This past week, my friend Stewart Williams, injury program manager at Dell Children’s Medical Center in Austin, testified before a Texas Senate Committee on behalf of the effectiveness of red light cameras. Currently, 60 Texas cities (including Dallas) use red light cameras, which research has shown reduces crashes at intersections. Additionally, law enforcement tout that thecameras change driver behavior and reduce crashes.In Austin, where Stewart lives, crashes at an intersection with red light cameras decreased by 57% in the five years following installation of the cameras.
Opponents of red light cameras contend they are only used to collect revenue. However, the Texas Department of Transportation website clearly states that red light cameras are used to improve intersection safety. Fines collected through red light camera violations are used to pay for the installation, operation, administration and maintenance of the photographic enforcement system. Police officials testifying at the hearing pointed out that some of the funds that cities receive in red-light camera revenue go to fund safety improvements, including improved crosswalks and better street lighting.
The Senate bill will not only outlaw future red light cameras, it will also eventually prohibit cities that already have cameras from using them. Despite the research showing effectiveness in reducing intersection crashes and substantial testimony from police officials from across the state, the bill passed the committee.
Shouldn’t the health and safety of Texas citizens and our visitors be the over-riding factor in decision-making?
National and international agencies and organizations, including the World Health Organization, American Public Health Association, Association of State and Territorial Health Officials, and U.S. Department of Housing and Urban Development are encouraging cross-sector leaders to work together to develop a “health in all policies” approach to address prevention of health and safety issues. In a white paper I wrote for the Federal Reserve Bank of Dallas in 2013 entitled, “North Texas Leaders Need to Consider Health and Safety in All Policies,” I said that for North Texas and the nation to achieve a safe, healthy and productive society, it is necessary for public and private institutions beyond just those in the public health and medical arenas to put health and safety at the center of decision-making because so many of their decisions significantly impact health. You can read the white paper at http://www.dallasfed.org/assets/documents/cd/healthy/wp_stidham.pdf.

→ INFORMATION SHOWN
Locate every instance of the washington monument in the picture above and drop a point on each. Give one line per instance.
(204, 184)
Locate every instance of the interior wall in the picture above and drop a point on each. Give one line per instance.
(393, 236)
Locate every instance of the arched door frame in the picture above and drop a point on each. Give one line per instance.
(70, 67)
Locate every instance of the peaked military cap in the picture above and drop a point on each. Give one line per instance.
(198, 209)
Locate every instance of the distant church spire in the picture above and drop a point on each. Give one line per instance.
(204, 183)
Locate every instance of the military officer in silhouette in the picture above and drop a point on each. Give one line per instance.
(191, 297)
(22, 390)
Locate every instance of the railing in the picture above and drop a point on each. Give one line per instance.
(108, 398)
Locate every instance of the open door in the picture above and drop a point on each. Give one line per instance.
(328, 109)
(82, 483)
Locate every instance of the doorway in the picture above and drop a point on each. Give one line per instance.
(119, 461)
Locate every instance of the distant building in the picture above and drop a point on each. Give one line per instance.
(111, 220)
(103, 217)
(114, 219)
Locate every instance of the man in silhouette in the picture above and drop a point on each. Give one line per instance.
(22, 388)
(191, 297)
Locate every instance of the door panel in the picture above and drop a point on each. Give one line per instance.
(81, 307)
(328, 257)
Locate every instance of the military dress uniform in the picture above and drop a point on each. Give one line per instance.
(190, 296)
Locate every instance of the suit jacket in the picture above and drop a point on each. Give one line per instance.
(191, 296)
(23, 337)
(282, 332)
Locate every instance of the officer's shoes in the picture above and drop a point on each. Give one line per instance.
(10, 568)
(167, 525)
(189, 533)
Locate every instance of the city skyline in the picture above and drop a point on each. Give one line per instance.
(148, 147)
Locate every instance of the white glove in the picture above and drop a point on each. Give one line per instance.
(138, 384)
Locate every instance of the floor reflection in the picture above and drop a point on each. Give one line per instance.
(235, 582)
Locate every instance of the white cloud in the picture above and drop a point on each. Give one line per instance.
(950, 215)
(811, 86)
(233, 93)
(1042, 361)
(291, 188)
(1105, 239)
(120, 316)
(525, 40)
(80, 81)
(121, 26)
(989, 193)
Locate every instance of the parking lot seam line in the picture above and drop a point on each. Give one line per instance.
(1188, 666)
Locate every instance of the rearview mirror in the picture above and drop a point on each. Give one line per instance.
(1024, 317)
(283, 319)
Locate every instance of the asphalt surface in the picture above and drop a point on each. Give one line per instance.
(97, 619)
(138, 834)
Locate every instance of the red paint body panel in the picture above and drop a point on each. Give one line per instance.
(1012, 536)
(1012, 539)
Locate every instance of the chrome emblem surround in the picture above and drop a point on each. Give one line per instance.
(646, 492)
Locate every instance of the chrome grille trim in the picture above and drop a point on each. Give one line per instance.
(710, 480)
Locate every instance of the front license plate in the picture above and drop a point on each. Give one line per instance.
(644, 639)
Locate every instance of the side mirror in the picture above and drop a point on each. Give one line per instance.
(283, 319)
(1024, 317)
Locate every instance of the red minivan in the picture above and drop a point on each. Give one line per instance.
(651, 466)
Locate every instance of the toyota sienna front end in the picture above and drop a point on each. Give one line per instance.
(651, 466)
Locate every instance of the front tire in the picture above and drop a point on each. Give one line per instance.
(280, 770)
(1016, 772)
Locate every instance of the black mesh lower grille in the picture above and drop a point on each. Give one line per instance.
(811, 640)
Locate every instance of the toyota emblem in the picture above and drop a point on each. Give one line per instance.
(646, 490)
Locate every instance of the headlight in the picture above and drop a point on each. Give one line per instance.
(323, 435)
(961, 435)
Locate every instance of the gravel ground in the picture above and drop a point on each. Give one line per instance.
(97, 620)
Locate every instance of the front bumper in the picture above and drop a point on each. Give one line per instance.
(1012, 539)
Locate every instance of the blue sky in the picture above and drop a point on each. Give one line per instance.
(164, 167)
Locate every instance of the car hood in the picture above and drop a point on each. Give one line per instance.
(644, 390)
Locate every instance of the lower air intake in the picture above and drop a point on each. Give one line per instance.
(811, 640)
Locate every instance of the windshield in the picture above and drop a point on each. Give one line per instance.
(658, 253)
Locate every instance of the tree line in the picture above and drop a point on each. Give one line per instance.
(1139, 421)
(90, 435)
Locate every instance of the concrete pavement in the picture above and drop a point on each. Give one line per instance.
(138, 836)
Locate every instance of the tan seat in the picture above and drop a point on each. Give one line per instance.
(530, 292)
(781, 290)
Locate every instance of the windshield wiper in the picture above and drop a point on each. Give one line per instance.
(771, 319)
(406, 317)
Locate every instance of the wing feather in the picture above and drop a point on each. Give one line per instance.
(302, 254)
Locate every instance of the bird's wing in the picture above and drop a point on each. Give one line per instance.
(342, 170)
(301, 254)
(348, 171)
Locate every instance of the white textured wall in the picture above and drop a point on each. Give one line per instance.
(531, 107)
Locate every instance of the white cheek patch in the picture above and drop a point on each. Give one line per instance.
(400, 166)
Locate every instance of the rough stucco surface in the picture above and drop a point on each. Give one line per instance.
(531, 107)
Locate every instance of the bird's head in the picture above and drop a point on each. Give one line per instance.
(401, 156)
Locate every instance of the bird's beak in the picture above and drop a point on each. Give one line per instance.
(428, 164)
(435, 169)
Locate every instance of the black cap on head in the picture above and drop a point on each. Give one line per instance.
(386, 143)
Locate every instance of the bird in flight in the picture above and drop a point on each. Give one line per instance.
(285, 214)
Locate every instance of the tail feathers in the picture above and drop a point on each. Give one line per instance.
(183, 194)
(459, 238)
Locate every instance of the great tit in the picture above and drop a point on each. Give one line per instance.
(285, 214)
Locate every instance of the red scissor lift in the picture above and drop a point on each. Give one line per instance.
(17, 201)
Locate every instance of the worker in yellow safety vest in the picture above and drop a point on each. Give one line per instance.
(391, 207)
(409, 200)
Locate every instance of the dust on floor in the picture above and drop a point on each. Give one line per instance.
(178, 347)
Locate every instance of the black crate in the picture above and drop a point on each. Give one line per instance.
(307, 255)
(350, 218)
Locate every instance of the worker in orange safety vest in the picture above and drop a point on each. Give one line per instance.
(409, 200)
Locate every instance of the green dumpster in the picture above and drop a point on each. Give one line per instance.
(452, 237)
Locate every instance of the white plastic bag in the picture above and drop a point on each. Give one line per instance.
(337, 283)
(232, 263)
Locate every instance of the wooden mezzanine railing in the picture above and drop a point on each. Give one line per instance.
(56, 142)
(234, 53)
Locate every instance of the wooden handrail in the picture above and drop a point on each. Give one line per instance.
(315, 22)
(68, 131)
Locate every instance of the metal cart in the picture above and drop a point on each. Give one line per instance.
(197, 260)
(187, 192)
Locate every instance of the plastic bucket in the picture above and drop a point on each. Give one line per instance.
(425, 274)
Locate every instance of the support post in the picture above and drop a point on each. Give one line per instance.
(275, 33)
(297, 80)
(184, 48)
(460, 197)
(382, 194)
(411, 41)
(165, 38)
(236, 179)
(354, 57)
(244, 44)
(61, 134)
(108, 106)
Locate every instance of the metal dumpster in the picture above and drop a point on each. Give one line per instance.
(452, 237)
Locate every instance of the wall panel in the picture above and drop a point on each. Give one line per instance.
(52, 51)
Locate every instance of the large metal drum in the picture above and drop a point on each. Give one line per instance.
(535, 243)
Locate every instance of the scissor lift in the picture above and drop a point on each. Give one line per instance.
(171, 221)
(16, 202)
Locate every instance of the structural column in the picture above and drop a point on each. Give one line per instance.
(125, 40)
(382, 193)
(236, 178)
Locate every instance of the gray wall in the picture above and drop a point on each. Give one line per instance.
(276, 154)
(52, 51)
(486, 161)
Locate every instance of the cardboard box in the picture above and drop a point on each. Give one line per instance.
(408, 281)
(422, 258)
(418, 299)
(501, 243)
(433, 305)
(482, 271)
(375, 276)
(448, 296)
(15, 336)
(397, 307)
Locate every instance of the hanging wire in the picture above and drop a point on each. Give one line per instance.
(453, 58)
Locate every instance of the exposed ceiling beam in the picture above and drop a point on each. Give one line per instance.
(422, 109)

→ ASSIGNMENT
Revise the piece on red light cameras by rewriting everything from "Opponents of red" down to "better street lighting." with each "revenue" changed to "income".

→ SOLUTION FOR THIS TASK
Opponents of red light cameras contend they are only used to collect income. However, the Texas Department of Transportation website clearly states that red light cameras are used to improve intersection safety. Fines collected through red light camera violations are used to pay for the installation, operation, administration and maintenance of the photographic enforcement system. Police officials testifying at the hearing pointed out that some of the funds that cities receive in red-light camera income go to fund safety improvements, including improved crosswalks and better street lighting.